*** Opening Material for the task ***

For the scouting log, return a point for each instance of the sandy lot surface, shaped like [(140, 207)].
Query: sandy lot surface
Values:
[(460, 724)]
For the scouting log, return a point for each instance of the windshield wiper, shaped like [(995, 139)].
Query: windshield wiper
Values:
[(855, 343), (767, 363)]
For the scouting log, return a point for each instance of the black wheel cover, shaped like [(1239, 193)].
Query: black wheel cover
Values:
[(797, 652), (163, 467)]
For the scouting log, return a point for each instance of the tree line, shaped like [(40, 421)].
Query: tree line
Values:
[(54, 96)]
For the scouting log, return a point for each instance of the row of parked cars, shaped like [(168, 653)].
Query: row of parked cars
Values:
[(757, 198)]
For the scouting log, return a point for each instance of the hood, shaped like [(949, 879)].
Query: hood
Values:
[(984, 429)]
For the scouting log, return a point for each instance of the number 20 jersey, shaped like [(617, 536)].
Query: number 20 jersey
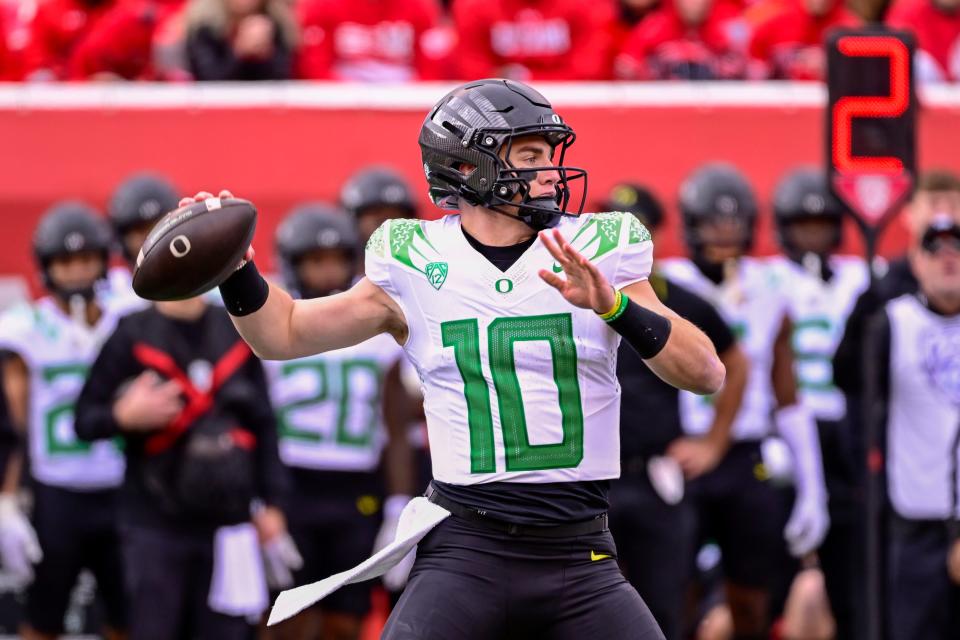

*** Closing Material for the task ***

§ **Goal of the exercise**
Scan the entries and show every line in which the word "surface" is found.

§ **Answer space**
For the scouting log, return a point for each instance of the sandy lot surface, shaped like [(140, 207)].
Query: sandy lot surface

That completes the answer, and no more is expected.